#### [What needs to be done]
Find the line that contains "In the photo above, where can the tan". Repeat that line and all lines following it, exactly, through the end of the listing below.

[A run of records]
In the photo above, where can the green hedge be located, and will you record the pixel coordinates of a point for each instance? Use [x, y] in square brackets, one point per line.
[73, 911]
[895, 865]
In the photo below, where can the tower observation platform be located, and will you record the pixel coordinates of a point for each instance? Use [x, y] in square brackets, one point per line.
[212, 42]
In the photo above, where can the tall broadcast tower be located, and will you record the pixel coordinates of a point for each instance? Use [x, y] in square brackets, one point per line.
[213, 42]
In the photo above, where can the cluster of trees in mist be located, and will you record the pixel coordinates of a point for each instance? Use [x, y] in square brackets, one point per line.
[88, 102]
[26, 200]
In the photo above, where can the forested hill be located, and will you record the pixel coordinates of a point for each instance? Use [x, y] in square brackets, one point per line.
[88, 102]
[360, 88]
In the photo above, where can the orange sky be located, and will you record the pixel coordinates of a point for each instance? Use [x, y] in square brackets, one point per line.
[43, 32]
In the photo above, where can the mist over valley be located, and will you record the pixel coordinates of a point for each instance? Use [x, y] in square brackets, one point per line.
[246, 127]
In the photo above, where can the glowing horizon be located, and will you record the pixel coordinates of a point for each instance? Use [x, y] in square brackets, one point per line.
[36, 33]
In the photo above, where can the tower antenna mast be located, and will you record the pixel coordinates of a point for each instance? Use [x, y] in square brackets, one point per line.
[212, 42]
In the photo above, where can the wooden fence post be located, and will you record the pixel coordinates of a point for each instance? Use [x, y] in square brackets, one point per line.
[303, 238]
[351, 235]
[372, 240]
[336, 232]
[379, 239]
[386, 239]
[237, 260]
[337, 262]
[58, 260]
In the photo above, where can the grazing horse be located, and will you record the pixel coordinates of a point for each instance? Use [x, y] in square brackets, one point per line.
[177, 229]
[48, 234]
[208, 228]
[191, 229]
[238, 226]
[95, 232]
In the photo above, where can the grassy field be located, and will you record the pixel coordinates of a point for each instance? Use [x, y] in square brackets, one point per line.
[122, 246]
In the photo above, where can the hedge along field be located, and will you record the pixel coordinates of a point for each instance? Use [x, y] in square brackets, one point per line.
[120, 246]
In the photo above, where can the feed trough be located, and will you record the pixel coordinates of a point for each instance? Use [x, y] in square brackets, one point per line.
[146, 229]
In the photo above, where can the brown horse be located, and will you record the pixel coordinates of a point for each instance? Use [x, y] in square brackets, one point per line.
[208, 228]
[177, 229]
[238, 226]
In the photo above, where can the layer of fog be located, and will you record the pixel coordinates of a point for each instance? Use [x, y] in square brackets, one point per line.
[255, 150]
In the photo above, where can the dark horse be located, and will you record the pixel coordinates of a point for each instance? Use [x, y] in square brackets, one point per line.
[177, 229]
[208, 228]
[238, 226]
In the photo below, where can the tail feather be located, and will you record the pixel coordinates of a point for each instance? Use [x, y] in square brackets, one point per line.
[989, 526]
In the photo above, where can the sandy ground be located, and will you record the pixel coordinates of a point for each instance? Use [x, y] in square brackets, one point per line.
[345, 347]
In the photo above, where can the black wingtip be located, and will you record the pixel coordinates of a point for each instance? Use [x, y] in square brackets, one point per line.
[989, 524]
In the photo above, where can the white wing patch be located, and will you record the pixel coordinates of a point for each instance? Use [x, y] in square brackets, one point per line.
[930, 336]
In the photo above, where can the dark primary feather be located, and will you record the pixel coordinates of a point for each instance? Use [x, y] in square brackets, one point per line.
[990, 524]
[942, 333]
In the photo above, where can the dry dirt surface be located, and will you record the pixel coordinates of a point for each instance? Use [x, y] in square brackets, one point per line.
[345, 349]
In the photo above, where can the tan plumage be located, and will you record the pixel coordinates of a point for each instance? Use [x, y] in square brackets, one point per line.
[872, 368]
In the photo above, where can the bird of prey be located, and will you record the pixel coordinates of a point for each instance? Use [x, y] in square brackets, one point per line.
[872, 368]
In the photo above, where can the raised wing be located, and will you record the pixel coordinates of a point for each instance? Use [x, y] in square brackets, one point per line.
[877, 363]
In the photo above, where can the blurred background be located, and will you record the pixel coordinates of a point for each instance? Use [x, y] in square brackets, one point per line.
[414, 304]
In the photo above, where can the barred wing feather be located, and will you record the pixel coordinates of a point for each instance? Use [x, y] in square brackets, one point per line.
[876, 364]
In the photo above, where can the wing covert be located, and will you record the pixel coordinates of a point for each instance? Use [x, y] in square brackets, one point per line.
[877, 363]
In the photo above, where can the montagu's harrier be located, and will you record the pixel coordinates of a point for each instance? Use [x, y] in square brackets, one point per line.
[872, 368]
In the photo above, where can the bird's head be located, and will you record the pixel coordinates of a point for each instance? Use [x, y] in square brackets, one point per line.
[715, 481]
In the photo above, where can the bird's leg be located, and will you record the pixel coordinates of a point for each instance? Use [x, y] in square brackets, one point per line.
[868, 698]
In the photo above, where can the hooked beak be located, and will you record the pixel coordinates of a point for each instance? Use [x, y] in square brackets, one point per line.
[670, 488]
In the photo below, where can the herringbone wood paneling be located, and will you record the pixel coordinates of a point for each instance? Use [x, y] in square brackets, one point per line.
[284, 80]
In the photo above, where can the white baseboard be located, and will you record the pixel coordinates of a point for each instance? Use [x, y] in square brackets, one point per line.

#### [Completed exercise]
In the photo above, where can the tan plumage be located, and will you record the pixel coordinates of a point for each instance? Use [x, y] in square brackets, one point per line.
[872, 368]
In the photo above, where can the bird of prey be located, and will you record the pixel coordinates of a point for each instance? Use [x, y] in square brackets, one point per line.
[872, 368]
In the photo above, where can the raised wing be located, and will you record the pixel coordinates of a point for each instance? Use [x, y] in square brackets, one point per line.
[877, 363]
In the photo above, where can the blurred background be located, and will you record the pixel coordinates of a point for each instance? Use [x, y] in square brackets, one point per line.
[414, 304]
In the photo above, where can the barred wing feather be located, and will you record the pixel coordinates of a point for each instance? Use [x, y] in square brackets, one point per line.
[876, 364]
In the photo above, where can the wing covert be located, and will you record the pixel coordinates of a point for each instance? Use [x, y] in square brackets, one point per line.
[877, 363]
In the photo above, where can the montagu's harrier be located, and will you record the pixel coordinates of a point for each instance? Use [x, y] in square brackets, one point per line.
[872, 368]
In the photo above, where can the bird's head be located, and will you record the pixel coordinates of a point for each instance? Use [x, y] in square brackets, one point per line.
[715, 481]
In the photo above, where can the bird's leg be located, and will you record the pixel coordinates of a point for each instance? Use [x, y] in square brackets, one point per line.
[868, 698]
In the photo above, where can the hooked beak be located, and will you record the pixel coordinates of a point for each instance? Use [x, y] in square brackets, one point per line.
[670, 488]
In the photo below, where can the herringbone wood paneling be located, and will you record the pixel coordinates of a point for each instance? Use [x, y] in square brackets, one point per line.
[284, 80]
In the photo above, where can the white baseboard be located, and will you record the pixel coordinates of a point for each instance? Use [x, y] in square brackets, one point per line.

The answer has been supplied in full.